(Beginning of TASK INPUT)
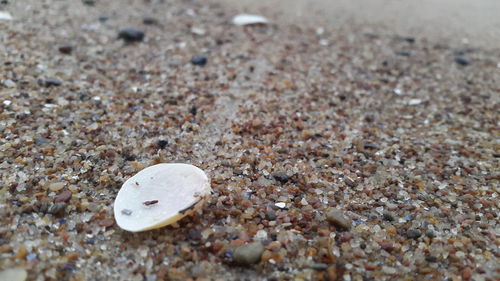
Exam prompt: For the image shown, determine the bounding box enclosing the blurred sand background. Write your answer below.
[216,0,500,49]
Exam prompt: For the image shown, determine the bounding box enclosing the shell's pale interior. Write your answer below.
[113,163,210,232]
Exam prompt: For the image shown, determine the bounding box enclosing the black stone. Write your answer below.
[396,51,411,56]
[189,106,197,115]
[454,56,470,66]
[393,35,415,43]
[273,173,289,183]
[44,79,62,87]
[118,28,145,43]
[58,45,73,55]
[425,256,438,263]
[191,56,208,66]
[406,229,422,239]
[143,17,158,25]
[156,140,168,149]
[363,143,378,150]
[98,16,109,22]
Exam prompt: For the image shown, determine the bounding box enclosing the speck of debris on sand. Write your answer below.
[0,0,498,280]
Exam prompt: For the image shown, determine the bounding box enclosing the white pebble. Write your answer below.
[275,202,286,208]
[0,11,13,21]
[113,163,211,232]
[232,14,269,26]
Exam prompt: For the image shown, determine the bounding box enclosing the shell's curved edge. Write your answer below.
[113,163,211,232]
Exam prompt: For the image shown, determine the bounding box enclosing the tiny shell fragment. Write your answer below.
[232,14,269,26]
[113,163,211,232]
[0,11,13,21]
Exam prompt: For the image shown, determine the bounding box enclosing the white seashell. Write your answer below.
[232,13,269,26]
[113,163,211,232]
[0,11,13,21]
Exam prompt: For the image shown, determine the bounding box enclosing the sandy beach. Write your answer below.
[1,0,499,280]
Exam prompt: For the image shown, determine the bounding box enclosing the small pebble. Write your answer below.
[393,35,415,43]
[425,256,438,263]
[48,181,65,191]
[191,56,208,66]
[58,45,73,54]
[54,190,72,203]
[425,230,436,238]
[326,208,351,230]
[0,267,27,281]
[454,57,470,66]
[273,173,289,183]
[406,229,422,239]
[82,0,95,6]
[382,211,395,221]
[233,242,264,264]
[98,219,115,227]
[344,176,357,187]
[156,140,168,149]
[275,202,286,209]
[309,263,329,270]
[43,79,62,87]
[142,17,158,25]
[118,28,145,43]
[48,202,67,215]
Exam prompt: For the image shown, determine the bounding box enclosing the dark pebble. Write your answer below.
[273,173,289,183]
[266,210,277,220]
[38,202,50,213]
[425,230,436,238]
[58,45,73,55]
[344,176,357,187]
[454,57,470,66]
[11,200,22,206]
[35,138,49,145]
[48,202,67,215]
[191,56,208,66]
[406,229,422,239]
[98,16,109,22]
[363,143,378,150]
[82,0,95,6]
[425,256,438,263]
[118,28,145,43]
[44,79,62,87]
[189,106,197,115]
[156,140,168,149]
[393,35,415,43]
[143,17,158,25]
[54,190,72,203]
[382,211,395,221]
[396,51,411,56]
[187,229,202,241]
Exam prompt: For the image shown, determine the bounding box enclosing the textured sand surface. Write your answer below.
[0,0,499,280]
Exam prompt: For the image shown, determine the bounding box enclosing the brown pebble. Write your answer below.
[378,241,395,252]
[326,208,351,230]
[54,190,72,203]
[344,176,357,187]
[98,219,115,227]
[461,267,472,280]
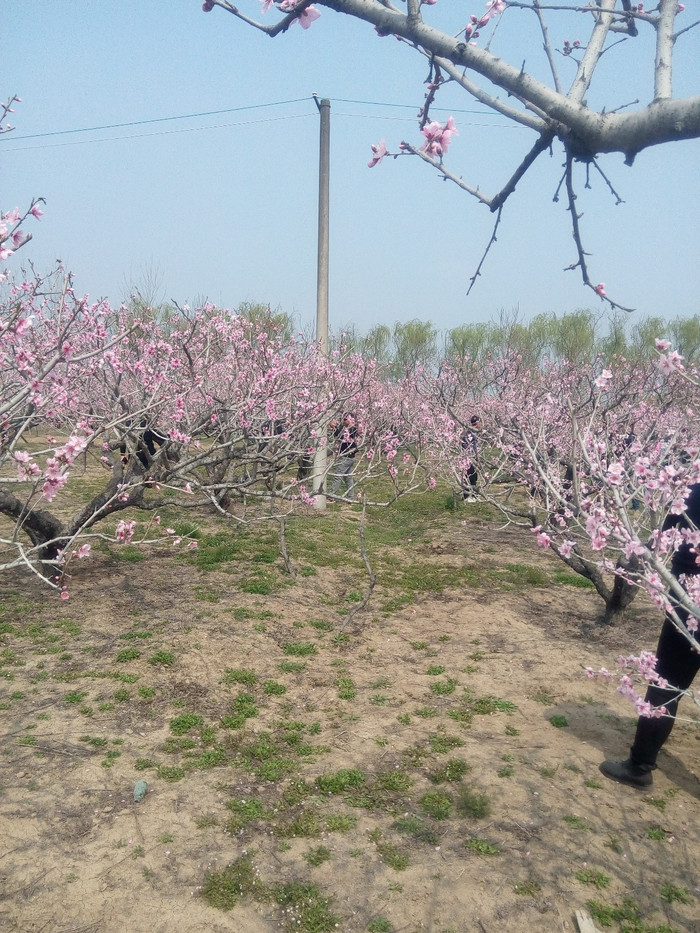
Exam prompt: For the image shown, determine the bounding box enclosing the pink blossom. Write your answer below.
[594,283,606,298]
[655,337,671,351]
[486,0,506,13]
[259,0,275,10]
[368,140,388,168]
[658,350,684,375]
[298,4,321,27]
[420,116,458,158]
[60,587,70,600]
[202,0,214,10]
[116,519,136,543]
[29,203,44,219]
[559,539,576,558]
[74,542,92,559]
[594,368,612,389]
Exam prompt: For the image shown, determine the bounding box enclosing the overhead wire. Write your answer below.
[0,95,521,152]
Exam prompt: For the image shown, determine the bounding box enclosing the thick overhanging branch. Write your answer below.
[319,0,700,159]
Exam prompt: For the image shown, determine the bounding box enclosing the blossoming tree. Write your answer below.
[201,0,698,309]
(End of TASK INPUT)
(Beginning of TASK INPUT)
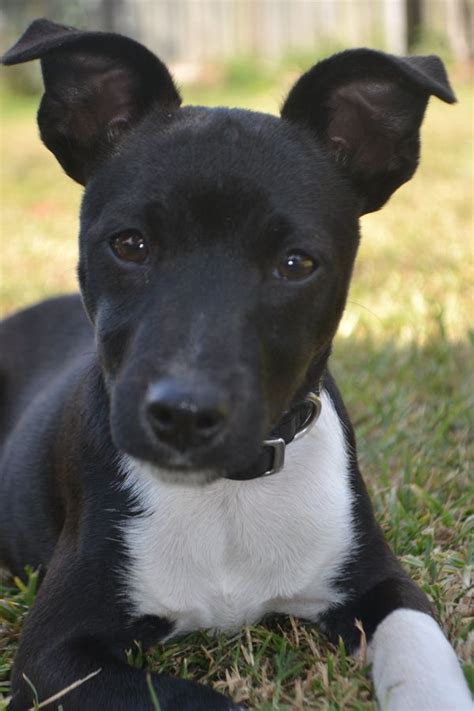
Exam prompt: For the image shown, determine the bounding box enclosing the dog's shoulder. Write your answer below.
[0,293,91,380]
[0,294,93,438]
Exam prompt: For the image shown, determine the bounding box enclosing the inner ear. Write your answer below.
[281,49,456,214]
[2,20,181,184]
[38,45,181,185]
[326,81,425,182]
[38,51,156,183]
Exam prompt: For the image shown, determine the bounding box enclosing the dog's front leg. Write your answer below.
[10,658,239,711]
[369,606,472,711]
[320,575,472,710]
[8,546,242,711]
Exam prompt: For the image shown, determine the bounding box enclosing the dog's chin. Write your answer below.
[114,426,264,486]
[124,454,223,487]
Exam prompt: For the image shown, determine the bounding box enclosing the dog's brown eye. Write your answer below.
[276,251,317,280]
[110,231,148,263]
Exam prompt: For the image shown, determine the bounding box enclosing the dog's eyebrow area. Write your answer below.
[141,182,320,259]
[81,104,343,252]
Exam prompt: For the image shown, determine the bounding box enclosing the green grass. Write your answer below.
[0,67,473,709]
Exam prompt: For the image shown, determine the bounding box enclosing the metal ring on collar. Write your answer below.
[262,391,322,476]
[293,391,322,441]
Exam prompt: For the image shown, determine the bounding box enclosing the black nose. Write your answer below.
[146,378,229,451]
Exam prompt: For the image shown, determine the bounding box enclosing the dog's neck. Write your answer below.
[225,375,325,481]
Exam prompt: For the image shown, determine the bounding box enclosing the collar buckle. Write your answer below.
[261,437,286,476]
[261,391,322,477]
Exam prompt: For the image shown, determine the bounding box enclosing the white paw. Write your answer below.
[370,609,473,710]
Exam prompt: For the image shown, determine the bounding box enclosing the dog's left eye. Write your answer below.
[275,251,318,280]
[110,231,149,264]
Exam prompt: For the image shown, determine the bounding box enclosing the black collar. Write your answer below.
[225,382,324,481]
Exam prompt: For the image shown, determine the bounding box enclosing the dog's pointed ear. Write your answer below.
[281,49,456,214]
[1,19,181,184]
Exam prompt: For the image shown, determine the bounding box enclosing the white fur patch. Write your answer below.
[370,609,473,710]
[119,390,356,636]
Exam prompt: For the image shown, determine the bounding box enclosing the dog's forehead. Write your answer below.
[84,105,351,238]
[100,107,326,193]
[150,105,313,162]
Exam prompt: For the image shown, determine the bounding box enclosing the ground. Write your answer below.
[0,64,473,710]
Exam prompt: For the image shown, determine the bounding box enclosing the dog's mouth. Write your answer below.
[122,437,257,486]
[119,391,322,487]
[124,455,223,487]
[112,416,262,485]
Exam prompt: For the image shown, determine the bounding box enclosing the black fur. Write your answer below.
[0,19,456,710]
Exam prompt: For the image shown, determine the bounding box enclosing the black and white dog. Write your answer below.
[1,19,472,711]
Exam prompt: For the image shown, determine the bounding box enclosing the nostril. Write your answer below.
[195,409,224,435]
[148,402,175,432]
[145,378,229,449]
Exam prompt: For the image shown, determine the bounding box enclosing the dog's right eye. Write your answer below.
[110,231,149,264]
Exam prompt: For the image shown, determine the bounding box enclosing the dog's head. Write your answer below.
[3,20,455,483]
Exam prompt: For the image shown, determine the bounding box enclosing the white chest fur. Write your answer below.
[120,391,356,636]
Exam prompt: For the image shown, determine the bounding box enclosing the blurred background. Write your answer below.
(End of TASK INPUT)
**ABOUT THIS EXERCISE**
Could you reproduce exactly the lines of the entries above, from the one with "nostril. Write your answer below." through the one with "blurred background. Write your answer below.", and nothing else?

**SOLUTION FOR THIS EXERCISE**
Exam prompt: For the image shown, determine the bounding box enclosing the nostril. Write your answer below.
[195,409,224,435]
[148,402,175,432]
[145,378,229,449]
Exam prompt: For the image shown, determine the bounding box enclosing the dog's right eye. Write your answer below.
[110,231,149,264]
Exam prompt: For the image shown, determine the bounding box enclosing the dog's head. Write your answer below.
[3,20,455,483]
Exam prompt: For the image shown, determine the bounding box enclosing the white chest fur. Write your answer below.
[120,391,356,636]
Exam prompt: For the image shown, determine the bounding box enclosing the blurred background. Write your answer below.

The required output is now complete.